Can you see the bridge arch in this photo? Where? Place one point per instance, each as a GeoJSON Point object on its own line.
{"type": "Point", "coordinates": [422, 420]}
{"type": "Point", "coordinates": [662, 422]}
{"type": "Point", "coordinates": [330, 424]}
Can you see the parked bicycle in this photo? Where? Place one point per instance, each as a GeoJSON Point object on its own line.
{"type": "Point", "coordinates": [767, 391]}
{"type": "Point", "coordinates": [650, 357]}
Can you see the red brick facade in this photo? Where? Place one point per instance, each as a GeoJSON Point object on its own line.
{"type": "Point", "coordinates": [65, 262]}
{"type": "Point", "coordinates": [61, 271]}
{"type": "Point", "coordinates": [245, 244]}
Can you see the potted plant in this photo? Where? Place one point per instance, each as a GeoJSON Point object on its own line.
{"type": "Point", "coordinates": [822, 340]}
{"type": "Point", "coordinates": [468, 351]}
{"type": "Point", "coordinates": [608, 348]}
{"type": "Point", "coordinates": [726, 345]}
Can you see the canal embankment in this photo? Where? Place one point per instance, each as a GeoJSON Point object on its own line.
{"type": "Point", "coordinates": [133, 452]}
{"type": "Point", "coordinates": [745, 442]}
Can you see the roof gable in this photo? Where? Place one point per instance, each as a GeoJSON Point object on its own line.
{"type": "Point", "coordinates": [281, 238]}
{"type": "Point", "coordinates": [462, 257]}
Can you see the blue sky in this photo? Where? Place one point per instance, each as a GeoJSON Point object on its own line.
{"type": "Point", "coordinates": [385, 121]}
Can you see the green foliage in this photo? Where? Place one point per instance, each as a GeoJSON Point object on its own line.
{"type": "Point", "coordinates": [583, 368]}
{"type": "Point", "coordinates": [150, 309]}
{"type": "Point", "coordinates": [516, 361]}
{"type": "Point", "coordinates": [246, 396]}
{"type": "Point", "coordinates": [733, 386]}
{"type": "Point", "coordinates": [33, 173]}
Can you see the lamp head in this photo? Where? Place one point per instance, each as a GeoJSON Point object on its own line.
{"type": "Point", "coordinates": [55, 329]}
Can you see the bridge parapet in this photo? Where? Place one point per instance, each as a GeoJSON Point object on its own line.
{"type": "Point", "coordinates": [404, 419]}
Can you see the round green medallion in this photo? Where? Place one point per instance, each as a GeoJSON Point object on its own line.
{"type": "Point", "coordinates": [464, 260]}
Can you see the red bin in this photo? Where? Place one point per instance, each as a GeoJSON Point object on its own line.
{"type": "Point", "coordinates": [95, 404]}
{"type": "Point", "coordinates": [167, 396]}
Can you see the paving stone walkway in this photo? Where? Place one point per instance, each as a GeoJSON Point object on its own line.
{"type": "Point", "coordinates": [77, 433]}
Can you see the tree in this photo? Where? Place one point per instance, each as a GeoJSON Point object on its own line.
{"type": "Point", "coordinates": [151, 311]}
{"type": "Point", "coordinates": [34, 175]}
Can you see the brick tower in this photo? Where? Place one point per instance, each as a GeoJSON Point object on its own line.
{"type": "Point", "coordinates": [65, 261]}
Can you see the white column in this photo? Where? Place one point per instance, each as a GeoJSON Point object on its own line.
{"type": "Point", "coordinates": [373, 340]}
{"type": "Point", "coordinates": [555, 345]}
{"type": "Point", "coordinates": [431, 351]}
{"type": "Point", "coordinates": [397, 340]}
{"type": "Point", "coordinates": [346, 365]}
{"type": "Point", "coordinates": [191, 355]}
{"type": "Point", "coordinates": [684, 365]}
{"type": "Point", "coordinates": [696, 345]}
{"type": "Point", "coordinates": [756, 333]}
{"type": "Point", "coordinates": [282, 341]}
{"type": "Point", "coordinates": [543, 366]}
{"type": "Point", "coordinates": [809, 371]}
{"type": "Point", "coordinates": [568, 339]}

-=-=-=-=-

Give the lines from the one containing "Can you see the tree" through the end of the entries again, exactly as written and with no other lines.

Can you see the tree in this photo? Where? Place one point per instance, each as a GeoJSON Point object on its own line.
{"type": "Point", "coordinates": [151, 311]}
{"type": "Point", "coordinates": [34, 175]}
Can you see the brick tower in this photo? Where? Place one point per instance, each as a GeoJSON Point object on its own line.
{"type": "Point", "coordinates": [65, 261]}
Can you see the white column in this photo? Where? Place one point per instance, each as a GeoJSON Point object on its own line.
{"type": "Point", "coordinates": [373, 340]}
{"type": "Point", "coordinates": [555, 345]}
{"type": "Point", "coordinates": [431, 351]}
{"type": "Point", "coordinates": [397, 340]}
{"type": "Point", "coordinates": [346, 365]}
{"type": "Point", "coordinates": [191, 355]}
{"type": "Point", "coordinates": [684, 365]}
{"type": "Point", "coordinates": [696, 345]}
{"type": "Point", "coordinates": [756, 333]}
{"type": "Point", "coordinates": [282, 341]}
{"type": "Point", "coordinates": [543, 366]}
{"type": "Point", "coordinates": [809, 371]}
{"type": "Point", "coordinates": [568, 339]}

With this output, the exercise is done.